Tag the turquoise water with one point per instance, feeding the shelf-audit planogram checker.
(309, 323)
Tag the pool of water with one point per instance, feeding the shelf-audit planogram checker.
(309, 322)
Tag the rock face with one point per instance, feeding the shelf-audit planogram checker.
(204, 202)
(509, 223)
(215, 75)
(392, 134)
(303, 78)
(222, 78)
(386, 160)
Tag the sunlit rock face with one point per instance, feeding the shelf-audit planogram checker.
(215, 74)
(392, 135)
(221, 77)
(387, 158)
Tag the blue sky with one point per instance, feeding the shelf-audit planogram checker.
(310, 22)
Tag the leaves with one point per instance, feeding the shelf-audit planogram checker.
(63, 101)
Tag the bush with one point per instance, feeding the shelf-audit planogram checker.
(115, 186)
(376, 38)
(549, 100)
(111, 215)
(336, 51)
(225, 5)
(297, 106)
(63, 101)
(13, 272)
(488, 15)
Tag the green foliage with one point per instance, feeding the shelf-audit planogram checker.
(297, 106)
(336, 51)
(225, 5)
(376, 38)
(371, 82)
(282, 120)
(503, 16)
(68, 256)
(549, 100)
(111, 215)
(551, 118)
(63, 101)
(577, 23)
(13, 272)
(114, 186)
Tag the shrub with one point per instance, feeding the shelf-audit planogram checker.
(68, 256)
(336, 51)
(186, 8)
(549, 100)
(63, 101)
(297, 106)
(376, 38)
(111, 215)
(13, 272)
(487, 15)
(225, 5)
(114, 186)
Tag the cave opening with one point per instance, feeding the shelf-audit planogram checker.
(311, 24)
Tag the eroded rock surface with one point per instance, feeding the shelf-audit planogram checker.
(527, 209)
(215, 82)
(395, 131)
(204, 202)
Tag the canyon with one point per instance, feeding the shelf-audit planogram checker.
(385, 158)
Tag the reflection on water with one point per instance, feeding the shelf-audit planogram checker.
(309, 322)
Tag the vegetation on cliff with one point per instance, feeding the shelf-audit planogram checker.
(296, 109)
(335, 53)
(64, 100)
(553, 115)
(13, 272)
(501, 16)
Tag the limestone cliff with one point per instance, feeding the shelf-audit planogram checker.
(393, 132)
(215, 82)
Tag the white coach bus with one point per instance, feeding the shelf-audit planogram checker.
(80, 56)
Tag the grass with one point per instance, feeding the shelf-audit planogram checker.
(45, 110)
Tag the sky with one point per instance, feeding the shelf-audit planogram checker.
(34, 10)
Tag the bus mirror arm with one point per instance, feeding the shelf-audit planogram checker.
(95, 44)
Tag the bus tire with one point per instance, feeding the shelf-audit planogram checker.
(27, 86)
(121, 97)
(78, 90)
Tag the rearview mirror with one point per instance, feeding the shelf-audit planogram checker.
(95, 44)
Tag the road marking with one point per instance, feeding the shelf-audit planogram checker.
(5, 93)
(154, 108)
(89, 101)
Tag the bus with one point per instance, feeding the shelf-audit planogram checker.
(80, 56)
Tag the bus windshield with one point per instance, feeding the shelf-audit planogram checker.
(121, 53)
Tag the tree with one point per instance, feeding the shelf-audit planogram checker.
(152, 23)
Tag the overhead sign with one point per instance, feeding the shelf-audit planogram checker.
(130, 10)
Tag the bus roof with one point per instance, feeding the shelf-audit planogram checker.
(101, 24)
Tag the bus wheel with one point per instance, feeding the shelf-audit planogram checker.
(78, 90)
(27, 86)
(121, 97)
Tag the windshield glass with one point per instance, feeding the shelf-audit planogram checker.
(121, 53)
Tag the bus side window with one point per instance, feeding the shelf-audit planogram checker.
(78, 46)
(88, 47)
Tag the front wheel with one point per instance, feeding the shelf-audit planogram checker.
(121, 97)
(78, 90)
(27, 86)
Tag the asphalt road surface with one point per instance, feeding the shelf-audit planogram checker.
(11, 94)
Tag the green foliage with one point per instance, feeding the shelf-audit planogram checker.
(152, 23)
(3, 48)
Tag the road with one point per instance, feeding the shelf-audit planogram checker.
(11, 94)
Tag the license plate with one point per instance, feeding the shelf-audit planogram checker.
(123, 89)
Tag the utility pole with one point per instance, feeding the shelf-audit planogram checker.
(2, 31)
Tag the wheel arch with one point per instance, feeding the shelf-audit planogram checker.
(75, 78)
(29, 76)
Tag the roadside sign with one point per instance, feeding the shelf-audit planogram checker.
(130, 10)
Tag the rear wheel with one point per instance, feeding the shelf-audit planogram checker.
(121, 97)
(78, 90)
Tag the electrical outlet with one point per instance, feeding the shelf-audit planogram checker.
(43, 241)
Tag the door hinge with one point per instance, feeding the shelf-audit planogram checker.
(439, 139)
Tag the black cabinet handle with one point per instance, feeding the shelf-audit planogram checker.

◆ The problem:
The records need to be set down again without a single difference.

◆ Finished exercise:
Tag the turquoise water with one point per instance, feeding the shelf-audit planogram checker.
(309, 323)
Tag the pool of water with one point per instance, feeding the shelf-audit planogram checker.
(309, 322)
Tag the rock face with one point per instance, feeding the shelf-audit planogram checker.
(204, 202)
(509, 223)
(215, 75)
(392, 134)
(303, 78)
(222, 78)
(386, 160)
Tag the sunlit rock face with one point per instance, feeding the shelf-audit planogram checker.
(215, 74)
(392, 135)
(221, 77)
(387, 158)
Tag the blue sky with one point per instance, feeding the shelf-audit planogram checker.
(310, 22)
Tag the leaves with one point per instance, feeding the shelf-audit planogram checker.
(63, 101)
Tag the bush with one point per instance, feeding the shelf-audit planogram checker.
(115, 186)
(376, 38)
(549, 100)
(111, 215)
(336, 51)
(225, 5)
(297, 106)
(63, 101)
(13, 272)
(488, 15)
Tag the green foliage with one point per instance, feeding the shelf-audit planogram checker.
(297, 106)
(336, 51)
(225, 5)
(376, 38)
(371, 82)
(282, 120)
(503, 16)
(68, 256)
(549, 100)
(111, 215)
(551, 118)
(63, 101)
(577, 23)
(13, 272)
(114, 186)
Tag the shrub with one point per instance, feeding the shelf-audit planogram checker.
(68, 256)
(336, 51)
(186, 8)
(549, 100)
(63, 101)
(297, 106)
(376, 38)
(111, 215)
(13, 272)
(487, 15)
(225, 5)
(114, 186)
Tag the cave opening with one point per instance, feeding the shelf-audit planogram checker.
(311, 24)
Tag the eroded rock surface with one point per instance, feeding the shelf-audit planogram checker.
(527, 209)
(215, 82)
(395, 131)
(204, 202)
Tag the canyon with one point per instance, feeding the shelf-audit planogram checker.
(385, 158)
Tag the reflection on water with one point per instance, feeding the shelf-audit planogram checker.
(309, 322)
Tag the vegetation on cliff with one point per instance, feeding the shelf-audit planogram checker.
(296, 109)
(335, 53)
(64, 100)
(553, 115)
(13, 272)
(501, 16)
Tag the limestone cliff with one point per instance, feeding the shelf-audit planogram checker.
(393, 132)
(215, 82)
Tag the white coach bus with one point per instance, feeding the shelf-audit planogram checker.
(80, 56)
Tag the grass with one point per instance, feeding the shelf-audit planogram checker.
(45, 110)
Tag the sky with one point per instance, feeding the shelf-audit planogram checker.
(34, 10)
Tag the bus mirror arm with one point per instance, feeding the shelf-audit planogram checker.
(95, 44)
Tag the bus tire with one point per instance, feeding the shelf-audit planogram checker.
(27, 86)
(121, 97)
(78, 90)
Tag the rearview mirror with one point per instance, feeding the shelf-audit planogram checker.
(95, 44)
Tag the road marking with one point per instance, feeding the shelf-audit planogram checker.
(5, 93)
(154, 108)
(89, 101)
Tag the bus with one point per instance, feeding the shelf-audit planogram checker.
(80, 56)
Tag the bus windshield with one point per instance, feeding the shelf-audit planogram checker.
(121, 53)
Tag the tree with one point per instance, feeding the shelf-audit planogram checker.
(152, 23)
Tag the overhead sign with one point per instance, feeding the shelf-audit planogram checker.
(130, 10)
Tag the bus roof with one point per instance, feeding the shelf-audit planogram checker.
(101, 24)
Tag the bus wheel with one point per instance, feeding the shelf-audit planogram checker.
(78, 90)
(27, 86)
(121, 97)
Tag the windshield glass with one point per instance, feeding the shelf-audit planogram checker.
(121, 53)
Tag the bus side window with one point per instance, feeding the shelf-audit planogram checker.
(78, 46)
(88, 47)
Tag the front wheel with one point per instance, feeding the shelf-audit planogram checker.
(121, 97)
(78, 90)
(27, 86)
Tag the asphalt road surface with one point per instance, feeding the shelf-audit planogram checker.
(11, 94)
Tag the green foliage with one point per instance, feeding the shelf-audit planogram checker.
(152, 23)
(3, 48)
Tag the road with one point per instance, feeding the shelf-audit planogram checker.
(11, 94)
Tag the license plate with one point per instance, feeding the shelf-audit planogram checker.
(123, 89)
Tag the utility pole with one point per instance, feeding the shelf-audit planogram checker.
(2, 31)
Tag the wheel arch with one point per instance, feeding the shelf-audit planogram checker.
(75, 78)
(29, 76)
Tag the roadside sign with one point per instance, feeding the shelf-audit planogram checker.
(130, 10)
Tag the rear wheel with one point per instance, feeding the shelf-audit planogram checker.
(121, 97)
(78, 90)
Tag the electrical outlet with one point per instance, feeding the shelf-audit planogram checker.
(43, 241)
Tag the door hinge with one point per instance, feeding the shelf-audit planogram checker.
(439, 139)
Tag the black cabinet handle with one point per instance, feeding the shelf-audit planogram checker.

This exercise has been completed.